Entre tous ceux qui la composaient, je voudrais accorder à Henri Regnault une mention spéciale.

L’admirable artiste a trouvé en son ami, le docteur Cazalis, un pieux biographe ayant su mettre en relief cette diversité d’aptitudes qui lui était propre et l’apparentait à « ces grands artistes de la Renaissance dont quelques-uns savaient être à la fois peintres, architectes, sculpteurs, poètes, musiciens, penseurs et citoyens héroïques, s’il le fallait », — et honorer, d’autre part, à son juste prix l’âme aimante et généreuse qui s’unissait en lui à une haute intelligence et à une indomptable volonté.

Son goût passionné pour la musique le conduisait au souci des correspondances entre les deux arts. « Arrivé, dit son biographe, à ce point suprême dans la vie du peintre où l’accord exquis des tons et es couleurs procure des sensations presque musicales, il cherchait et poursuivait alors dans la peinture des tonalités et des harmonies inconnues et comme une musique nouvelle. » D’où l’intérêt qu’il ne cessa de témoigner aux tentatives de ses émules dans l’art musical.

Matériel fourni:
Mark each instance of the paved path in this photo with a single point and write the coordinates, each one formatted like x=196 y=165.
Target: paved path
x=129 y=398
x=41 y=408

Consigne:
Selon l'extrait du document, qui a écrit la biographie d'Henri Regnault ?

Réponse:
Le docteur Cazalis, son ami.